# What to produce:
Rewrite all the rows below, changing each "Curation task" to "Labeling task" and keeping everything else the same.

# Information given:
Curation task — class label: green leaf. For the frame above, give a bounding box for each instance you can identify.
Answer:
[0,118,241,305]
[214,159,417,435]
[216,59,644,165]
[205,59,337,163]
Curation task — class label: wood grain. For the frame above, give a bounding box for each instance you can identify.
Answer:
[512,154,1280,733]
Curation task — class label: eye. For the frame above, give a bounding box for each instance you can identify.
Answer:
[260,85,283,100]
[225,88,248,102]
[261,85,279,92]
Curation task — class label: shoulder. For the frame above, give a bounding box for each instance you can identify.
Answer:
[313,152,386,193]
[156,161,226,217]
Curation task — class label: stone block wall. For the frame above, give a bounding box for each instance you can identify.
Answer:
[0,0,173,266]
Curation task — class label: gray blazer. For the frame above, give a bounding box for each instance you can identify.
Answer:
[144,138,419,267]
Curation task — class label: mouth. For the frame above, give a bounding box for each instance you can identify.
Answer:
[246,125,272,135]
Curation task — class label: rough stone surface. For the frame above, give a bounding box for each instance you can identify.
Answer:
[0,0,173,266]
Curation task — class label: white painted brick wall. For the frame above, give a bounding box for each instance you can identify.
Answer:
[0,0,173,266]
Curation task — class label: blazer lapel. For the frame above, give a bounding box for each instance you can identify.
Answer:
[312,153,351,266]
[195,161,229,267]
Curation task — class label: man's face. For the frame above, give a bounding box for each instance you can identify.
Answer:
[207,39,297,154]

# Written solution:
Labeling task — class label: green leaf. For the frame above, give a bounding box for each instance you can identify.
Answer:
[0,118,241,305]
[214,159,417,435]
[216,59,644,165]
[205,59,337,163]
Labeling task — class label: wood grain. For the frame above, give a bounding box for each instance you can identify.
Answer:
[512,154,1280,733]
Labeling task — class label: eye. For the frame above, give a bounding box for each instance you can identify.
Answer:
[260,85,283,100]
[225,88,248,102]
[261,85,279,92]
Labeling task — class label: shoulder. For the frame above, give a bounding box for each instance you can identify.
Answer:
[313,152,386,193]
[156,161,226,217]
Labeling task — class label: stone block wall. For the frame above, give a bounding box for each instance you can identify.
Answer:
[0,0,173,266]
Labeling task — class label: gray blazer. For the frame above, give a bounding box for each instance you can identify.
Answer:
[144,138,419,267]
Labeling task — class label: mouth. For the frame above, give a bounding box for each instance you can identify.
Answer:
[246,125,272,135]
Labeling task — class label: rough stone surface. For the frame above, give a bounding box for each instance you can identify.
Answer:
[0,0,173,266]
Labeling task — class label: white painted brick wall. For the frame above, give a bounding box for each instance you can identify.
Answer:
[0,0,173,266]
Labeling task — class label: blazer lapel. For the frame above, give a bounding box for each instance you can identify.
Answer:
[312,153,351,266]
[195,161,229,267]
Labeling task — class label: man's face. For the frame above, give a bounding box for each instance you can identify.
Answer:
[207,39,297,154]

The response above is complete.